**CONSIGNE:** Remplacez « propane tank » par « water tank » dans les lignes allant de celle qui contient « Please annotate the large » jusqu'à la dernière ligne incluse, puis recopiez-les sans rien modifier d'autre.

**EXTRAITS DE DONNÉES:**

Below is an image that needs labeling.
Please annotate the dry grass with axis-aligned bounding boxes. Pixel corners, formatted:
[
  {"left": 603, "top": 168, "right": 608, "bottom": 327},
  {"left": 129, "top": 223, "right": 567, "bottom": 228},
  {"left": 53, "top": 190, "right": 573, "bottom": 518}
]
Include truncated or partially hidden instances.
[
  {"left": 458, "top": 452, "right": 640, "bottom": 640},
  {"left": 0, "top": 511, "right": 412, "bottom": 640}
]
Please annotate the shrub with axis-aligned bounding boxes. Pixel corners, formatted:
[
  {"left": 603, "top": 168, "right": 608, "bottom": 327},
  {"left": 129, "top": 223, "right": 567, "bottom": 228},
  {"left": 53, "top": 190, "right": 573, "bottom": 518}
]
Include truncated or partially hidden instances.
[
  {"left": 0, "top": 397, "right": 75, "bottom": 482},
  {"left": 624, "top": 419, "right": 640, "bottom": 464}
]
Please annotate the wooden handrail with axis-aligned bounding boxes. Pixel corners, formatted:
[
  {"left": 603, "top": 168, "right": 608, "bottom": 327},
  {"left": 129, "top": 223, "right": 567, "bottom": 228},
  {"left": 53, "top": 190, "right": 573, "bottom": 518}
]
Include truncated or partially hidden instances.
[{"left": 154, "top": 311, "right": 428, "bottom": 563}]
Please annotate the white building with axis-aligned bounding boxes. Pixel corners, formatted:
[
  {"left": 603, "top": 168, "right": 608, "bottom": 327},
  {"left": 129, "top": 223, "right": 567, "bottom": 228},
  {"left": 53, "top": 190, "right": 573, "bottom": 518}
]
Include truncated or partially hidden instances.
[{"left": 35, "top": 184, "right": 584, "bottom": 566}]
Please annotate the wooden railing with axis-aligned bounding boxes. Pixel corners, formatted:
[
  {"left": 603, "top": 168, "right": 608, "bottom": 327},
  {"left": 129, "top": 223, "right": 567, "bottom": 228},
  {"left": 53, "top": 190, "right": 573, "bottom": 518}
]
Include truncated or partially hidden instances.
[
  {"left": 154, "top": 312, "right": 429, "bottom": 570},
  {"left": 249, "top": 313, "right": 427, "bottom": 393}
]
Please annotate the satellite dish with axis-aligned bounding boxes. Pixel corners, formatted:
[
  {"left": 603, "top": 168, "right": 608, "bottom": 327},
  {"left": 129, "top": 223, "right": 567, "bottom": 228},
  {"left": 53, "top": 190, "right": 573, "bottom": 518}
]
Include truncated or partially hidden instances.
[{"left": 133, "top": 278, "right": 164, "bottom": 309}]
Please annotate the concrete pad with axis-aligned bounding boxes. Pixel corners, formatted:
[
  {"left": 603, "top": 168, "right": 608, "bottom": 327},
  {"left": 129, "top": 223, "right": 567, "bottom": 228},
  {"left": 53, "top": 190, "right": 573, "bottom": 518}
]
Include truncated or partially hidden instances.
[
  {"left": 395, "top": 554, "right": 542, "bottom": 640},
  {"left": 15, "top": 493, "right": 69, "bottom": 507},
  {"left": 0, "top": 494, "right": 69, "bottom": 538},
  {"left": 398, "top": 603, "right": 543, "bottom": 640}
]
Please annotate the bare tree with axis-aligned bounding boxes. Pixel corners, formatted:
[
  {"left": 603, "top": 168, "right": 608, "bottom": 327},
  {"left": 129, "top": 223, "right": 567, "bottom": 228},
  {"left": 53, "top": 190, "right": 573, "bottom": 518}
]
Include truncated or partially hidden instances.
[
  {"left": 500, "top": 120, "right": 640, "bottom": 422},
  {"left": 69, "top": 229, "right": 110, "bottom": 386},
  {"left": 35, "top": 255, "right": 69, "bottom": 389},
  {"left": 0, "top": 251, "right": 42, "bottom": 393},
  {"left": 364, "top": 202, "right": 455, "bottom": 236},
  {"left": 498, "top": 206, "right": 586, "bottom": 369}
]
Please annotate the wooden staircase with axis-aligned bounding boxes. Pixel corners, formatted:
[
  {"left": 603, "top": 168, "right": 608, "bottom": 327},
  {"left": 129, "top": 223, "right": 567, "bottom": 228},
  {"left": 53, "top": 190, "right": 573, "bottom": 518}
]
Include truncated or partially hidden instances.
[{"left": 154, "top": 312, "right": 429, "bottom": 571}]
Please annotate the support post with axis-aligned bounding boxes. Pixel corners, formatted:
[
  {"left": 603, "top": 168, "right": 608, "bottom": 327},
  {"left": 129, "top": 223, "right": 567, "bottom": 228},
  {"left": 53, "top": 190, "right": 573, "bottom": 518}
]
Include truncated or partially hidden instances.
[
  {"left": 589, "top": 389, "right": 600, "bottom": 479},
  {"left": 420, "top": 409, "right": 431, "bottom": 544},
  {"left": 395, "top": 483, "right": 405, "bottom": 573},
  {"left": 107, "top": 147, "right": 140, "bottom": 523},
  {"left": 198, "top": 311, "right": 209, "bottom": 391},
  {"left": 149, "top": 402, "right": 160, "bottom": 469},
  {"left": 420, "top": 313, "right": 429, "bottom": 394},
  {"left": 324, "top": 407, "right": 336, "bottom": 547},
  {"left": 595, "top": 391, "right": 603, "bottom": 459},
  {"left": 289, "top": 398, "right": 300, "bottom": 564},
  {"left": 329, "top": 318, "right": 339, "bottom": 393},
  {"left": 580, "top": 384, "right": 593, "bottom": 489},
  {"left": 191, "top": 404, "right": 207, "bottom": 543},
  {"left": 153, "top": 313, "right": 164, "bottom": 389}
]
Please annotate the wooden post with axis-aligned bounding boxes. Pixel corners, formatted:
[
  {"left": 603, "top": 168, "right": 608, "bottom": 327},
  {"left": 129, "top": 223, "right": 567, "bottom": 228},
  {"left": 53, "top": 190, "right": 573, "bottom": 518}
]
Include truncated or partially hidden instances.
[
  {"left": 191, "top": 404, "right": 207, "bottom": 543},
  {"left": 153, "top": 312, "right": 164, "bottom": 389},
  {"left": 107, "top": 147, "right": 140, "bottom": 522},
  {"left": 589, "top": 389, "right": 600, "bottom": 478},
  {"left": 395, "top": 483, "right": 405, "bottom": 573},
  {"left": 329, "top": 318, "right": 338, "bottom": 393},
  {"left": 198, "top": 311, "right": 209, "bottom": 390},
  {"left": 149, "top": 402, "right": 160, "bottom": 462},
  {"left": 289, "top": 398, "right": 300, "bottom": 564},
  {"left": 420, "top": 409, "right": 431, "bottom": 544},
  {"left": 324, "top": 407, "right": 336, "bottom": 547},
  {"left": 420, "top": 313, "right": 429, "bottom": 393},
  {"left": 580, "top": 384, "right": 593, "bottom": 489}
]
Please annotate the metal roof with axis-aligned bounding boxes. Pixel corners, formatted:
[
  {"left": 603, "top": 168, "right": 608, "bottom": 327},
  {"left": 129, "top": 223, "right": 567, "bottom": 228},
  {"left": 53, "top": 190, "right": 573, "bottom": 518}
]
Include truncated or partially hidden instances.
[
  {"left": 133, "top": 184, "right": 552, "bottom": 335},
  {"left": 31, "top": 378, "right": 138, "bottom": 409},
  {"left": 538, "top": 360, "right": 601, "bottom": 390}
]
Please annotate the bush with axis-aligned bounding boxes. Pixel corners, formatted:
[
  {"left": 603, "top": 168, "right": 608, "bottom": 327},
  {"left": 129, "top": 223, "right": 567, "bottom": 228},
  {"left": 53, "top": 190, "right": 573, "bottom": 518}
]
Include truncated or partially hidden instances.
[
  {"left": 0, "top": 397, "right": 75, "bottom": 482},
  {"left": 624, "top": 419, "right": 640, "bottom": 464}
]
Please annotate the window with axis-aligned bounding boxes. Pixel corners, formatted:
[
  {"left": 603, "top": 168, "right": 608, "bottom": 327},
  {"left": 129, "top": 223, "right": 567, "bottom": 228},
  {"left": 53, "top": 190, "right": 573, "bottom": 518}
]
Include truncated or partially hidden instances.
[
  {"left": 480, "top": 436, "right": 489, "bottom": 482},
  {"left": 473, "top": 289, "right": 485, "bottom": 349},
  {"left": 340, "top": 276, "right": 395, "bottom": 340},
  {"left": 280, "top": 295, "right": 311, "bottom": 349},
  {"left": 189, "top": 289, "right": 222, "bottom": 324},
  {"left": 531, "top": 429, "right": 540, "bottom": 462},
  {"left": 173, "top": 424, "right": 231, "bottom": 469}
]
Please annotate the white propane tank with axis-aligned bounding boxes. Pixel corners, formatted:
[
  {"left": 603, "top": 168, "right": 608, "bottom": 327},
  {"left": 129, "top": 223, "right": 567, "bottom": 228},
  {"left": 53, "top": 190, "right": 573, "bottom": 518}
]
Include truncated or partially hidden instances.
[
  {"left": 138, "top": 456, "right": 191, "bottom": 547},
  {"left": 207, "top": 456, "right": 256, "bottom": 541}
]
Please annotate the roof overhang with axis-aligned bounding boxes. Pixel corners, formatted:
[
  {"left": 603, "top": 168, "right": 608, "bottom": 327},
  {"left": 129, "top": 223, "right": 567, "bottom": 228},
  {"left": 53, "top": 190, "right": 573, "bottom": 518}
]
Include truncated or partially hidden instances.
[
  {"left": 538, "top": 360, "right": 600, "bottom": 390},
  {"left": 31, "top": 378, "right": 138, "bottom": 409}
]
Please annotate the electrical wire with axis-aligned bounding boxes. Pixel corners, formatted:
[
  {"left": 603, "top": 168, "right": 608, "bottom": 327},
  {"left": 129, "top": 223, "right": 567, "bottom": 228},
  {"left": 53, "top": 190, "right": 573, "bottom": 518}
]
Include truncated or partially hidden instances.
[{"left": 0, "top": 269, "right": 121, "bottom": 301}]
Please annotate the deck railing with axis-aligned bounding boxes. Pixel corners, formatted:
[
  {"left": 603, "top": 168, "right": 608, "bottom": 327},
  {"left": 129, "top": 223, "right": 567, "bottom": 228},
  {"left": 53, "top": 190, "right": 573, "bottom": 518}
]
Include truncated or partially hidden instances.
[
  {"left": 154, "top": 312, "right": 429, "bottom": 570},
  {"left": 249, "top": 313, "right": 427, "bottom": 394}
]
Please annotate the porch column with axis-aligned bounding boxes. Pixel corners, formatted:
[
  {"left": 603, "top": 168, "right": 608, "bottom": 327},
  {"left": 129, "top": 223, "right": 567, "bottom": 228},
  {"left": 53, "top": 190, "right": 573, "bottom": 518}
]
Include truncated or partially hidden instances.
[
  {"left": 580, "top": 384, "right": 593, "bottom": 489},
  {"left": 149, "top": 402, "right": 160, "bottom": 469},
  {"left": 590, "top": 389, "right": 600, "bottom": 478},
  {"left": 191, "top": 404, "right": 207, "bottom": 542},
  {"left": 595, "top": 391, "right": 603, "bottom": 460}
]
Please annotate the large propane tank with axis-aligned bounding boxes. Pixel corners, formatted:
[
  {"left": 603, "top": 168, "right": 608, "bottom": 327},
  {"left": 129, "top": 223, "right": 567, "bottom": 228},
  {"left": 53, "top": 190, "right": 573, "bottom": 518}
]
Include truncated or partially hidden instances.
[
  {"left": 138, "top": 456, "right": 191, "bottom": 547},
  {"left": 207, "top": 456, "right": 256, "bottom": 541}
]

**RÉPONSE RÉDIGÉE:**
Please annotate the large water tank with axis-aligned bounding boxes. Pixel corners, formatted:
[
  {"left": 603, "top": 168, "right": 608, "bottom": 327},
  {"left": 129, "top": 223, "right": 567, "bottom": 228},
  {"left": 53, "top": 190, "right": 573, "bottom": 518}
]
Include truncated or partially hidden instances.
[
  {"left": 138, "top": 456, "right": 191, "bottom": 547},
  {"left": 207, "top": 456, "right": 256, "bottom": 541}
]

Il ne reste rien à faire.